Passage provided:
Wednesday, May 23, 2012

Endless Night

I have no idea what scene this is from
Watching The Mirror Crack'd this Fall stirred a long-dormant movie appetite for me.  While that movie wasn't great, it reminded me how much I enjoy a good mystery.  It also reminded me how few Agatha Christie film adaptations I've watched.  While scanning through Netflix's instant queue, I stumbled across Endless Night, a movie I've never heard of based on a Christie book I have never read.  I figured that a story I was unfamiliar with would keep the mystery intact longer ---and I was right --- but that does not necessarily mean that you should go into this film with the same amount of foreknowledge I had.

Michael (Hywel Bennett) is a bit of a loser.  He holds random jobs for a few weeks at a time, but inevitably walks out or gets fired.  He's a bit of a dreamer, and he dreams of life as a very wealthy man.  While working as a chauffeur, Michael befriends a world-class architect, the peculiar-looking Santonix (Per Oscarsson), and the two idly come up with some grand plans for a fabulous home (which Michael could never afford) on Michael 's favorite piece of real estate (which Michael will never own).
Architect or cubist Picasso inspiration?  You decide
One day, as Michael visits the plot of land he loves so much, called Gypsy's Acre by the locals, he accidentally meets a very sweet girl, Ellie (Haley Mills).  The two quickly fall in love, but it turns out that Ellie is one of the wealthiest people in England.  Amazingly, that inconvenience does not prevent Michael from marrying her.
Michael, having the tough news broken to him
The two marry, despite disapproval from Ellie's family, and have Santonix build them a modern home on Gypsy's Acre.  Then the real problems begin.  One of the locals, whose family once owned Gypsy's Acre, appears to be trying to creep the new couple off the land; she doesn't do much except stare at their house, but according to a reliable source, you shouldn't trust gypsies to do no harm.  On top of that, Michael has to deal with Ellie's overbearing family, who are all too aware that he is now heir to a fortune that was once theirs.  To make matters even more awkward, Ellie invites her best friend/hired companion, the gorgeous Greta (Britt Ekland), to live in their new home. 
Yeah, I'd hate to have her live with me
To recap, Michael has gone from a poor schlub with no prospects to a happily married man that is ridiculously wealthy, living his dream and his biggest problems are bitter old women giving him a hard time.  Life is tough sometimes.  However, the story is told in flashback by Michael and parts of it have nightmarish undertones.  What could have happened that made Michael dream of this image in this odd hue?

Short task 1:
In the film review, what do the locals call the plot of land Michael loves?

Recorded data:
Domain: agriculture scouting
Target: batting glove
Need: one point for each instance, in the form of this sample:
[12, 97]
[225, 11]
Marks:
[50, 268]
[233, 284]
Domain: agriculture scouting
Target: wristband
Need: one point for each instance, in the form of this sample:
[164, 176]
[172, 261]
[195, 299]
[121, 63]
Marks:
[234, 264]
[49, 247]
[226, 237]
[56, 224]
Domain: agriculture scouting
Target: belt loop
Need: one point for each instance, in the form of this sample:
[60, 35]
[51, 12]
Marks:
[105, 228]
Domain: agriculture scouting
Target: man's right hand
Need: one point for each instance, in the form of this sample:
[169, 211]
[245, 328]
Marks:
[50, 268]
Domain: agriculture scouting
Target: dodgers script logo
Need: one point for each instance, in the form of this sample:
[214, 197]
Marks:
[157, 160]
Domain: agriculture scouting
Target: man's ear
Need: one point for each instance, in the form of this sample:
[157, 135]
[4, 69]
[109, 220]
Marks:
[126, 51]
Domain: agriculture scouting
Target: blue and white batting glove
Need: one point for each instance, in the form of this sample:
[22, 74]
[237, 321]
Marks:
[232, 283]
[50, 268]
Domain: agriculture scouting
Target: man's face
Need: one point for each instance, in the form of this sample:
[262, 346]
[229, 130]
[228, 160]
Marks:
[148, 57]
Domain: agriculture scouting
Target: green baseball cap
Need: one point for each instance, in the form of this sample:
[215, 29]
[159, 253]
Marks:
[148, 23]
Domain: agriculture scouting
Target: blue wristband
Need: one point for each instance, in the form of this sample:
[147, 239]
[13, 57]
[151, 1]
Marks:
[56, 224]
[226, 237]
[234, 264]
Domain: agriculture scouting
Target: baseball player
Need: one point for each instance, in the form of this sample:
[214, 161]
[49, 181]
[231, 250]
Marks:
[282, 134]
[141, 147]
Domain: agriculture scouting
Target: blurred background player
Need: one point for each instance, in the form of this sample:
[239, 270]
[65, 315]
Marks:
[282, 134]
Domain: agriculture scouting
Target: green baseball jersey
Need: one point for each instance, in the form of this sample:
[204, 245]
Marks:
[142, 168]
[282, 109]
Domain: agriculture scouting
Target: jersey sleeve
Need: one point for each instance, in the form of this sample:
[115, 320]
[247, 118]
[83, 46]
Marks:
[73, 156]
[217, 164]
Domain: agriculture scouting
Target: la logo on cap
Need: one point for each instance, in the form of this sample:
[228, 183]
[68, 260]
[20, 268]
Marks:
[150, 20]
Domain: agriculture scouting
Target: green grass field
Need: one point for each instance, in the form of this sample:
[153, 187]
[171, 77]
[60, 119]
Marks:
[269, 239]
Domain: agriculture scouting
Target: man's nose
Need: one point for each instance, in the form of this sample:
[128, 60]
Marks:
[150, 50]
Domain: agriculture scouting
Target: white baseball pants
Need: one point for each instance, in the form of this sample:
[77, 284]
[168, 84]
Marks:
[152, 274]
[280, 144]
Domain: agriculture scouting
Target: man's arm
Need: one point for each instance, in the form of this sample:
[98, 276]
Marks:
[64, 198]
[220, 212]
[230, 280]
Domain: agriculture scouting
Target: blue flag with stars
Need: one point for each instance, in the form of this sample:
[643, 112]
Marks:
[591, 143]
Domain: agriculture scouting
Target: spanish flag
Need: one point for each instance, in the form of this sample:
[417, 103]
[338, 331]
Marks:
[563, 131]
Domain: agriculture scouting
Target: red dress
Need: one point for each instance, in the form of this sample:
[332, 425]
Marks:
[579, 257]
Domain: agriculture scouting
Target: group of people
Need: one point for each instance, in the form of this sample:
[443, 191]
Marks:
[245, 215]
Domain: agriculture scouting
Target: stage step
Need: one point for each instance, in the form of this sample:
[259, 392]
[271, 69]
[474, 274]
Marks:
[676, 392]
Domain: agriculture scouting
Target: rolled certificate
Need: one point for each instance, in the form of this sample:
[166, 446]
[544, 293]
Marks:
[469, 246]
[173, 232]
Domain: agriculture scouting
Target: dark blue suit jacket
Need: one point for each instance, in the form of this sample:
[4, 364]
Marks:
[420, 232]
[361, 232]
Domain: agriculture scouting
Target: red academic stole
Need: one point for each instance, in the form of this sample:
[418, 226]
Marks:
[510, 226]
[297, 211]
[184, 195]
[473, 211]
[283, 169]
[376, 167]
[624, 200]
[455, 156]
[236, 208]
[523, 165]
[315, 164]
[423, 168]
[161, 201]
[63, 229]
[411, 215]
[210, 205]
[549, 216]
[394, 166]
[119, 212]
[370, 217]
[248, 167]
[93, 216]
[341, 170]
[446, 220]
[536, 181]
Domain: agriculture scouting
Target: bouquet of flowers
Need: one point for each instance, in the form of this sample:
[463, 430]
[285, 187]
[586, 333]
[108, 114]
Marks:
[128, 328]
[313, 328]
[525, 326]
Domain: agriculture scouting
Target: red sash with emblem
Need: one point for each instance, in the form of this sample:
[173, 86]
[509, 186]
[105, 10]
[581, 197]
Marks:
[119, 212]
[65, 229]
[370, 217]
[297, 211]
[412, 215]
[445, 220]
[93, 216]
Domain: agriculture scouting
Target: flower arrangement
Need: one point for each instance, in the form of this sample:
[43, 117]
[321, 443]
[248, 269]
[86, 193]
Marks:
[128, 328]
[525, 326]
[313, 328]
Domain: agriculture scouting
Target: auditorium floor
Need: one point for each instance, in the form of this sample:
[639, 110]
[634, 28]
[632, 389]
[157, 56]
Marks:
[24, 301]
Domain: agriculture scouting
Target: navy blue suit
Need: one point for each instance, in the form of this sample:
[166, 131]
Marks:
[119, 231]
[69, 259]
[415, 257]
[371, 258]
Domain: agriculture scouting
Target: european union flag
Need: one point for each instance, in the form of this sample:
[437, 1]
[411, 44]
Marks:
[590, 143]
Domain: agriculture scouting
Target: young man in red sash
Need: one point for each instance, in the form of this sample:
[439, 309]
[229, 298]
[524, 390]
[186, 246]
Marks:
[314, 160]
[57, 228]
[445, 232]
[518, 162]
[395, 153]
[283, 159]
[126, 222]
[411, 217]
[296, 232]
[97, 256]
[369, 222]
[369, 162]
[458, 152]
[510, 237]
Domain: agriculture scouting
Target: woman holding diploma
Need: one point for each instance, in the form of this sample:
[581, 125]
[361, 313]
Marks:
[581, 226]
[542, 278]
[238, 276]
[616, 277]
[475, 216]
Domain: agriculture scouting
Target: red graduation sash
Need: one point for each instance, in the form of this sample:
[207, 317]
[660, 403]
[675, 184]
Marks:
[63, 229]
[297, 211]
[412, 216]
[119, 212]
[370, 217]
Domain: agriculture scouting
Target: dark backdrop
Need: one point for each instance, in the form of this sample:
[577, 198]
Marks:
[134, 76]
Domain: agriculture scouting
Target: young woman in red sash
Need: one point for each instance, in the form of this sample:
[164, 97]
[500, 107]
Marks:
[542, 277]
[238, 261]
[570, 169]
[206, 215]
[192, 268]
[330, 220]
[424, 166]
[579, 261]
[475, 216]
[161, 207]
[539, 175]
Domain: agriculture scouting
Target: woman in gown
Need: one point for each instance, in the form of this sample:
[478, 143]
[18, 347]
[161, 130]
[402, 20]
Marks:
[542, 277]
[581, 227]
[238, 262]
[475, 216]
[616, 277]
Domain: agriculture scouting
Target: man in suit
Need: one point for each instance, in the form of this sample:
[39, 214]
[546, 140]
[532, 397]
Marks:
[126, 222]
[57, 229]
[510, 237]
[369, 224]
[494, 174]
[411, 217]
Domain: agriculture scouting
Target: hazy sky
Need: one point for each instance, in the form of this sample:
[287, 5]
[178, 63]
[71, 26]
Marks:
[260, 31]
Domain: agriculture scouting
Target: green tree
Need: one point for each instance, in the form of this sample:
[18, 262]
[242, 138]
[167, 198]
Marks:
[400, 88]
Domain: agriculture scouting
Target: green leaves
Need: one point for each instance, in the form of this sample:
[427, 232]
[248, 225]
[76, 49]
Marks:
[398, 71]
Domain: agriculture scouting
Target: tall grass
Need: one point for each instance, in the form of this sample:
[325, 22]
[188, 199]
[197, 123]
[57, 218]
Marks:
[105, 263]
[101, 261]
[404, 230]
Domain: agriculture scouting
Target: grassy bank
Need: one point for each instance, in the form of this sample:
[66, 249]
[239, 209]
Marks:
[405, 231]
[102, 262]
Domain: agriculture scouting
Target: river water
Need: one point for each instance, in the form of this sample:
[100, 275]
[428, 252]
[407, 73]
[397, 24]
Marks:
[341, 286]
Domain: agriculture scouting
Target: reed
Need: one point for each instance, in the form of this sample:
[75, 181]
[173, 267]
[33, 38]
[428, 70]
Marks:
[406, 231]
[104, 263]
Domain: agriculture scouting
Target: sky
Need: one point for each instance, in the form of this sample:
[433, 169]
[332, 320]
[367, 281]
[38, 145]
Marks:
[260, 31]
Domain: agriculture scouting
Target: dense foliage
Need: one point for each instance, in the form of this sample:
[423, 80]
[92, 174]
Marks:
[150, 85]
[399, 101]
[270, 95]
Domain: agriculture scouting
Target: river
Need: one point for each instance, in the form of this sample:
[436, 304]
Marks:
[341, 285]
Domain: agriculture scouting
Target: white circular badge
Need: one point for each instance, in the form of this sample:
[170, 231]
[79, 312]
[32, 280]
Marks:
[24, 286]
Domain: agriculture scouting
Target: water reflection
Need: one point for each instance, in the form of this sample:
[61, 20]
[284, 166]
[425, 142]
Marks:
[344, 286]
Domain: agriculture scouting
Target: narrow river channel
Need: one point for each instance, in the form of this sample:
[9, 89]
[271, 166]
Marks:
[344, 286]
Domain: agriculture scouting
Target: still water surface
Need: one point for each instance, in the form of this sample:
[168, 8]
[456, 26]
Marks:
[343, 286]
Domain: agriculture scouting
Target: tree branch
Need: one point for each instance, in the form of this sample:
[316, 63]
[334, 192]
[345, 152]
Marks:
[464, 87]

Short task 2:
List every row that contains the word "white".

Exercise solution 1:
Gypsy's Acre.

Exercise solution 2:
Target: blue and white batting glove
Target: white baseball pants
Target: white circular badge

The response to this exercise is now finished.